Records
=-=-=

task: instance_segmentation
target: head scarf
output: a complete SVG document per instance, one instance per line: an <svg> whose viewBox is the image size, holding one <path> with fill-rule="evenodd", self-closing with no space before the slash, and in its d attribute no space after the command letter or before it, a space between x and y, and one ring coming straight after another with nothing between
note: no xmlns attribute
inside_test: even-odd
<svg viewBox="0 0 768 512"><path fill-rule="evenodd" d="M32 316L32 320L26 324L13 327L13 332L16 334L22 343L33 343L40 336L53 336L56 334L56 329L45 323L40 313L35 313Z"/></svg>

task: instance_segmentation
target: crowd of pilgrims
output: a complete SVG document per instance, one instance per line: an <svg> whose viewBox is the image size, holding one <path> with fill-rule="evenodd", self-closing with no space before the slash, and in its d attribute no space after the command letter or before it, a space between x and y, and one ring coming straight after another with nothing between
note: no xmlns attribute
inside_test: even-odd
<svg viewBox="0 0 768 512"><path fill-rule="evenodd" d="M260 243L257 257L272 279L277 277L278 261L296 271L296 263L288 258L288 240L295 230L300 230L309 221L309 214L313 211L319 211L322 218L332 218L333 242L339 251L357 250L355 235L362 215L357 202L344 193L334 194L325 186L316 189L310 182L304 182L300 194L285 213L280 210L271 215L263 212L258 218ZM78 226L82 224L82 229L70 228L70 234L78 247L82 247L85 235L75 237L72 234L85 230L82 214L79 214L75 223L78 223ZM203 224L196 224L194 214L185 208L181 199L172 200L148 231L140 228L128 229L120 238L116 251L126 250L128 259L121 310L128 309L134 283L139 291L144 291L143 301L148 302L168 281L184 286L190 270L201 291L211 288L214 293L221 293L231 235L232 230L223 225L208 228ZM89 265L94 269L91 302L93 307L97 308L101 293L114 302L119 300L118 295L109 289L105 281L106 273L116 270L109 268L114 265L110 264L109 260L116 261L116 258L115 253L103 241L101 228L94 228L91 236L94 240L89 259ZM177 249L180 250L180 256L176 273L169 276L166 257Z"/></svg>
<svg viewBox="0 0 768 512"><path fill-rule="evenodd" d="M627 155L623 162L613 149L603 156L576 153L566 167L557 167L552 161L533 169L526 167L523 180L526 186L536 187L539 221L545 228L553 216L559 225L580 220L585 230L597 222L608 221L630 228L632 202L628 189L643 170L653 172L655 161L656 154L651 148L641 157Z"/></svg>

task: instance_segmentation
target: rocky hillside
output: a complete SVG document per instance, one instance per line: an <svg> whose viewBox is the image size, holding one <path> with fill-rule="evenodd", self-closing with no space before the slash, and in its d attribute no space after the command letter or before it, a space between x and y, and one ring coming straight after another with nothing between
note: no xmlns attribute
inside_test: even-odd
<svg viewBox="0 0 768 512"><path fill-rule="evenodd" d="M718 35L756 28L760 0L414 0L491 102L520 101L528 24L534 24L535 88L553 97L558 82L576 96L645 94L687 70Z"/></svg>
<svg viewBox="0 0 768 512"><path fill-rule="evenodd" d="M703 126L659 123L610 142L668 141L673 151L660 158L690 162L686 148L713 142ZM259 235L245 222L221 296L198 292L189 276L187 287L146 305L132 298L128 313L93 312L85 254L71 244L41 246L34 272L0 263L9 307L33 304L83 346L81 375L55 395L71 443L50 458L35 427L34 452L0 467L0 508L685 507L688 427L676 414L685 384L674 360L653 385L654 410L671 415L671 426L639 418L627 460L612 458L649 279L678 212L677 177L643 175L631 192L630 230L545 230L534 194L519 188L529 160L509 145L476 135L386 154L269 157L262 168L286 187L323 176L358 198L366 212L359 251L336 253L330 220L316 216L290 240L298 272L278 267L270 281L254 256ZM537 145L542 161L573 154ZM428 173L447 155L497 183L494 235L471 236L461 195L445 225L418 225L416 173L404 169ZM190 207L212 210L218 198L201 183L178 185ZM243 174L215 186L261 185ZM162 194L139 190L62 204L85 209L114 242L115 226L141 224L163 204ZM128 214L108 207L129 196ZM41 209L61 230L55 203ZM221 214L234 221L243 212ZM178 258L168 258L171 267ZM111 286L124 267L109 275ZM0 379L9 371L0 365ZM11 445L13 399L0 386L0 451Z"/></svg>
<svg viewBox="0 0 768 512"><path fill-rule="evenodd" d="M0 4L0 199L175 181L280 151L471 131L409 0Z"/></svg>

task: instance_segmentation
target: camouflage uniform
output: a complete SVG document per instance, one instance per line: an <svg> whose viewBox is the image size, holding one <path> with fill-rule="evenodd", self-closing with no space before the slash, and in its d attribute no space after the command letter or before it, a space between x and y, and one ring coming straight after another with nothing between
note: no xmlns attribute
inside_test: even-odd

=-=-=

▸ **SET EXERCISE**
Edit the entries above by changing every "instance_segmentation" to "object_segmentation" and leaving everything else as it is.

▸ **RESULT OF THIS TASK**
task: object_segmentation
target: head scarf
output: a complete SVG document per instance, one instance per line: an <svg> whose viewBox is the image size, holding one <path> with fill-rule="evenodd", self-closing with no space before the slash, and in its d attribute no space after the command letter or before it, a space between x and y, and one ring coming straight after another with nothing between
note: no xmlns attribute
inside_test: even-odd
<svg viewBox="0 0 768 512"><path fill-rule="evenodd" d="M32 316L32 320L26 324L13 327L13 332L16 334L22 343L33 343L40 336L53 336L56 334L56 329L45 323L40 313L35 313Z"/></svg>

task: object_segmentation
target: crowd of pilgrims
output: a complete SVG document per instance, one instance per line: an <svg> whose viewBox is the image size, holding one <path> with fill-rule="evenodd", self-closing with no space before the slash, and in its d attribute no space after the command letter or before it, a space between x and y, and one ring coming straight after another with nothing between
note: no xmlns attribute
inside_test: even-odd
<svg viewBox="0 0 768 512"><path fill-rule="evenodd" d="M260 243L257 257L272 279L277 277L278 261L296 271L296 263L288 258L288 240L295 230L300 230L309 221L309 214L313 211L319 211L322 218L332 218L333 242L339 251L357 250L355 235L362 215L357 202L344 193L334 194L325 186L316 189L310 182L304 182L300 194L285 213L280 210L271 215L263 212L258 218ZM78 226L82 224L82 229L70 228L70 234L78 247L82 247L85 235L75 237L72 234L85 230L82 214L79 214L75 223L78 223ZM203 224L196 224L194 214L185 208L181 199L172 200L148 231L140 228L128 229L120 238L116 251L126 250L128 259L121 310L128 309L134 283L139 291L144 291L143 301L148 302L168 281L184 286L190 270L201 291L211 288L214 293L221 293L231 235L232 230L223 225L208 228ZM89 265L94 269L91 302L93 307L97 308L101 293L114 302L119 300L118 295L109 289L105 281L106 273L116 270L109 268L114 265L110 264L109 260L116 261L116 258L115 253L103 241L101 228L94 228L91 236L94 240L89 259ZM177 249L180 250L180 256L176 273L169 276L166 257Z"/></svg>
<svg viewBox="0 0 768 512"><path fill-rule="evenodd" d="M627 155L623 162L613 149L603 156L576 153L566 167L557 167L552 161L533 169L526 167L523 180L526 186L536 187L539 221L545 228L553 216L559 225L580 220L585 230L597 222L608 221L630 228L632 202L628 189L643 170L653 172L655 161L656 154L651 148L641 157Z"/></svg>

task: object_segmentation
target: rocky hillside
output: a complete SVG document per instance, one instance per line: an <svg> whose viewBox is the image size, holding one <path> with fill-rule="evenodd", self-closing with no space before the slash, and in its d attribute no space after the command letter or before it, a space between x and y, and one ring coming straight after another with nothing between
note: no xmlns attribute
inside_test: even-odd
<svg viewBox="0 0 768 512"><path fill-rule="evenodd" d="M718 35L756 28L760 0L414 0L491 102L520 101L528 24L534 24L535 88L553 97L558 82L576 96L645 94L687 70Z"/></svg>
<svg viewBox="0 0 768 512"><path fill-rule="evenodd" d="M703 126L659 123L610 142L668 141L673 151L660 158L690 162L686 148L713 142ZM259 235L245 222L221 296L198 292L189 276L187 287L146 305L132 298L128 313L93 312L85 254L71 244L41 246L34 272L0 263L9 307L33 304L83 346L81 375L55 395L71 443L50 458L35 427L34 452L0 467L0 508L685 507L688 427L676 414L685 384L674 360L653 385L654 410L671 415L671 426L639 418L627 460L612 458L649 279L678 212L677 177L643 175L631 192L630 230L545 230L534 194L519 188L529 160L509 145L476 135L386 154L269 157L262 168L286 187L323 176L358 198L366 212L359 251L336 253L330 220L316 216L290 240L298 272L278 267L270 281L254 256ZM537 145L542 161L573 154ZM428 173L447 155L497 183L494 235L471 236L461 195L445 225L418 225L416 173L404 169ZM190 207L212 210L218 198L201 183L178 185ZM243 174L215 186L261 185ZM162 194L139 190L62 204L85 209L114 242L115 226L141 224L163 204ZM128 214L108 207L129 196ZM41 209L61 230L55 203ZM221 214L234 221L243 212ZM178 258L168 258L171 267ZM111 286L124 267L109 275ZM0 379L9 371L0 365ZM11 445L13 399L0 386L0 451Z"/></svg>
<svg viewBox="0 0 768 512"><path fill-rule="evenodd" d="M0 4L0 199L175 181L280 151L471 131L409 0Z"/></svg>

task: object_segmentation
target: camouflage uniform
output: a complete SVG document per instance, one instance per line: an <svg> whose viewBox is the image size, holding one <path> with fill-rule="evenodd", self-closing with no space before the slash, and in its d attribute no space after the command letter or before it, a space between x and y, and one ring coming straight after another with nothing between
note: no xmlns attribute
inside_test: even-odd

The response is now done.